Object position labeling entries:
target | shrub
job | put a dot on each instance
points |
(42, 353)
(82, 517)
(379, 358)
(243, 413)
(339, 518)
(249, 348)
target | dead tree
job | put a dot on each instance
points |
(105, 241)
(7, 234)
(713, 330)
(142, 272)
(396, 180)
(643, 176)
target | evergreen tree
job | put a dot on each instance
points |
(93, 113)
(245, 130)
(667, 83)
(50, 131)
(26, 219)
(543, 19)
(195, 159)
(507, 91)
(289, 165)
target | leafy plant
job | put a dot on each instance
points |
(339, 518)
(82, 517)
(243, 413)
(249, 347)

...

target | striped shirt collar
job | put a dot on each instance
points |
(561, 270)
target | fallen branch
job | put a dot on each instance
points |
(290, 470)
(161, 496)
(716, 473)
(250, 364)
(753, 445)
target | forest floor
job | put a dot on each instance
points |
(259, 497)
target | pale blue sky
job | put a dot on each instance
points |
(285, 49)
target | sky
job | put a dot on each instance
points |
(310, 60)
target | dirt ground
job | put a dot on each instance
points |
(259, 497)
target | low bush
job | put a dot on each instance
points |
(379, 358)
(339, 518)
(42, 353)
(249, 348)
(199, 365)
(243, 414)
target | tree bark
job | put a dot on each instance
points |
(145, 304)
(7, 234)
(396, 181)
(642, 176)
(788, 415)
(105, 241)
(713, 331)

INSTRUCTIONS TO FOLLOW: Locate every line in the listing that contains the string "tree", and copy each of those lines. Matching is case-sensitive.

RESULT OF THIS TASK:
target | dead tree
target | evergreen tree
target | tree bark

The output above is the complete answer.